● **Exercise prompt**
From the records below, copy each line that contains the word "hoodie", and leave out every other line.

● **Task data**

>> BEGIN

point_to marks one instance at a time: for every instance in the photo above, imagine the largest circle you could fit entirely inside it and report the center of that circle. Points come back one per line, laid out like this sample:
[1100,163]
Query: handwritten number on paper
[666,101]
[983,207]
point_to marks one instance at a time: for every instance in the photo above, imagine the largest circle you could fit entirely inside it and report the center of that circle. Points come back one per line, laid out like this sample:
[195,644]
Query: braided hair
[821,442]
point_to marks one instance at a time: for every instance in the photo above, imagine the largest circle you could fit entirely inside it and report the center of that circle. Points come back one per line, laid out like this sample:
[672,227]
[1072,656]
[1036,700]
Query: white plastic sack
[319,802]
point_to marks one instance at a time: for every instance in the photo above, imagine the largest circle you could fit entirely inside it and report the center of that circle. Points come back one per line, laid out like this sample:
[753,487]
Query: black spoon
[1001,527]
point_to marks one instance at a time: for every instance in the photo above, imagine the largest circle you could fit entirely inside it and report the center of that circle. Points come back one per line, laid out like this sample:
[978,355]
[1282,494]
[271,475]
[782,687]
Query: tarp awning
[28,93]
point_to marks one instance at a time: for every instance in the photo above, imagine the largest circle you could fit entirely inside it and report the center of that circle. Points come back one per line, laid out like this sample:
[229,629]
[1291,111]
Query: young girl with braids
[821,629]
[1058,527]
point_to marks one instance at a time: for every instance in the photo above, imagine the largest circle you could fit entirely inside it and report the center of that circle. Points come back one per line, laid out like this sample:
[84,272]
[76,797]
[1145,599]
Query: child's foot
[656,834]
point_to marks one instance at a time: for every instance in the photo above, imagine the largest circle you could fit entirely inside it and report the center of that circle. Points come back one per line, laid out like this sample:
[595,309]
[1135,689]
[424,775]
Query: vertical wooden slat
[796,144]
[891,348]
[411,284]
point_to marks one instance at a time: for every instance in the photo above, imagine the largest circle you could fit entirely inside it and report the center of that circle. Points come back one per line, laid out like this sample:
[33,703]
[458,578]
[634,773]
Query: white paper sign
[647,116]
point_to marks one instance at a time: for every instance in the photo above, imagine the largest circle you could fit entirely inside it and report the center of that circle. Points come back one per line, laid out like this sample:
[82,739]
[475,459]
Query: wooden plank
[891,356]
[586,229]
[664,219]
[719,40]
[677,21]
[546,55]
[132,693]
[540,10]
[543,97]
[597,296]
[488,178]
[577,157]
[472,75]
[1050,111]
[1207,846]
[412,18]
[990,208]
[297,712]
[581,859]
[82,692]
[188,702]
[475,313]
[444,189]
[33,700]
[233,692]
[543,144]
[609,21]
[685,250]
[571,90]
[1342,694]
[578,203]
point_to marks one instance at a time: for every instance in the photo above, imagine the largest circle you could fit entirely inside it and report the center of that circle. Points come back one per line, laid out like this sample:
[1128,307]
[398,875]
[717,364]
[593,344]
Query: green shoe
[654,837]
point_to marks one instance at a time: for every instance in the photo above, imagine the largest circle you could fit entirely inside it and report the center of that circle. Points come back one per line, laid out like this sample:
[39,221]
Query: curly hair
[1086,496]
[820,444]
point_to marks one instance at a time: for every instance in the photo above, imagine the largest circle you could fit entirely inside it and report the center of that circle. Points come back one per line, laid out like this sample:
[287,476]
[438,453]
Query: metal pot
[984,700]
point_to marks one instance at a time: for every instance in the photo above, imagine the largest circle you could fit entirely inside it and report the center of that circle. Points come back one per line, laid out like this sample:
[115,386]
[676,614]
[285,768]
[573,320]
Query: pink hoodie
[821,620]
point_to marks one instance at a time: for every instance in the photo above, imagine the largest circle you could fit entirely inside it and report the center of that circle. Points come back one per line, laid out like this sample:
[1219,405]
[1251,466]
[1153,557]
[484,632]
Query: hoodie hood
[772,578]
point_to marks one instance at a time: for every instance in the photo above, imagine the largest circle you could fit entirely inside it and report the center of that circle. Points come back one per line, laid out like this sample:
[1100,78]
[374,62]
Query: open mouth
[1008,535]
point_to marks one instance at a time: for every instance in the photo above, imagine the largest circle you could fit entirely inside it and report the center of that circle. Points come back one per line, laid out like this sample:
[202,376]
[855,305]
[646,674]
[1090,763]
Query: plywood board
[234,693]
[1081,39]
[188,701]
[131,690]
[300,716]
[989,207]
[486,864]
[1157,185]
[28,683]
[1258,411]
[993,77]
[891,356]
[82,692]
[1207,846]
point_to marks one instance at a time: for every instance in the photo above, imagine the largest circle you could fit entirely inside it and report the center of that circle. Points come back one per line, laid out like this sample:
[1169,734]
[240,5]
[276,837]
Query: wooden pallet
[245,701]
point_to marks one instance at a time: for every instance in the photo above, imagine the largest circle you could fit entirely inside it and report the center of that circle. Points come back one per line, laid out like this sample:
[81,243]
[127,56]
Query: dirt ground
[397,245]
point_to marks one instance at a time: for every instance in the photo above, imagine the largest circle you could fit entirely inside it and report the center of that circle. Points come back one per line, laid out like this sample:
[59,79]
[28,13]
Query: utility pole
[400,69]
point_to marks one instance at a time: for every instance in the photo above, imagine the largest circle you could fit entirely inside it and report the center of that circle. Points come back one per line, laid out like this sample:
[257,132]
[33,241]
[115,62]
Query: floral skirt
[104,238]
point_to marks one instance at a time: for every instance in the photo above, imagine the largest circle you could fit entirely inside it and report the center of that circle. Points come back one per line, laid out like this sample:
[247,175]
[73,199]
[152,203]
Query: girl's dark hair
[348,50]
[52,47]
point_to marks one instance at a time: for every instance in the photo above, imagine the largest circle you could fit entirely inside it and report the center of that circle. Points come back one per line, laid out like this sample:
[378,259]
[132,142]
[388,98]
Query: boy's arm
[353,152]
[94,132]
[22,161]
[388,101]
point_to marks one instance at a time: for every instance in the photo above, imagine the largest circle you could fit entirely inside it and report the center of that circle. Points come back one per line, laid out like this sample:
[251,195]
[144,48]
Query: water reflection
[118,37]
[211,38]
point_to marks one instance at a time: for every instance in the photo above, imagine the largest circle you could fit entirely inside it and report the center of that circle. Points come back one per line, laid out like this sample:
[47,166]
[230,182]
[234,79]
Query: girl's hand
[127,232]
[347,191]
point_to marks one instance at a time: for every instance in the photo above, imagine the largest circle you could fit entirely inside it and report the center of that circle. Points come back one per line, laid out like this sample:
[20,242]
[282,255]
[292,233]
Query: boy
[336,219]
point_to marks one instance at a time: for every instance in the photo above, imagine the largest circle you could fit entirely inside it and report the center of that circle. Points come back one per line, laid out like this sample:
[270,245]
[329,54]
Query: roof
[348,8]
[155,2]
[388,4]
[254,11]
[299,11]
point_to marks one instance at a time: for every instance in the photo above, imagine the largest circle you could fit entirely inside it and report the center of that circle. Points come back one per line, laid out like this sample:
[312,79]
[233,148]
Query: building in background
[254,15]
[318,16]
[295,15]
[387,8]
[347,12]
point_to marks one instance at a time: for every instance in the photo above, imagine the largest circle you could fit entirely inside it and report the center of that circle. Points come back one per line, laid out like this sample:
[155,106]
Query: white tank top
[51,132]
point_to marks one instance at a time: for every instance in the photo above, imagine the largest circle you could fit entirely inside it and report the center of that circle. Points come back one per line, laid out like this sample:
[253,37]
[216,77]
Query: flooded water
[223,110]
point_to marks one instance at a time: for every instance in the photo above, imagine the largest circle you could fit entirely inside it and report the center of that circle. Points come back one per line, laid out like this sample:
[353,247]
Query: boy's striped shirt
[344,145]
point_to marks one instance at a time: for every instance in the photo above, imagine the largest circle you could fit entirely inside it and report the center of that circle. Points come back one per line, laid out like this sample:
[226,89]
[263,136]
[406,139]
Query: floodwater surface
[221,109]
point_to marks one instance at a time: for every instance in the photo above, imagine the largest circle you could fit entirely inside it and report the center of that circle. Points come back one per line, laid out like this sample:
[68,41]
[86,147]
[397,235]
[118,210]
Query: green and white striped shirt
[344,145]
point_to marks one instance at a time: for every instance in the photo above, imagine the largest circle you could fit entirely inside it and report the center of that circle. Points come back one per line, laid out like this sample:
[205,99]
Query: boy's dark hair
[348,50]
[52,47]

>> END

● **Solved problem**
Query: pink hoodie
Query: hoodie hood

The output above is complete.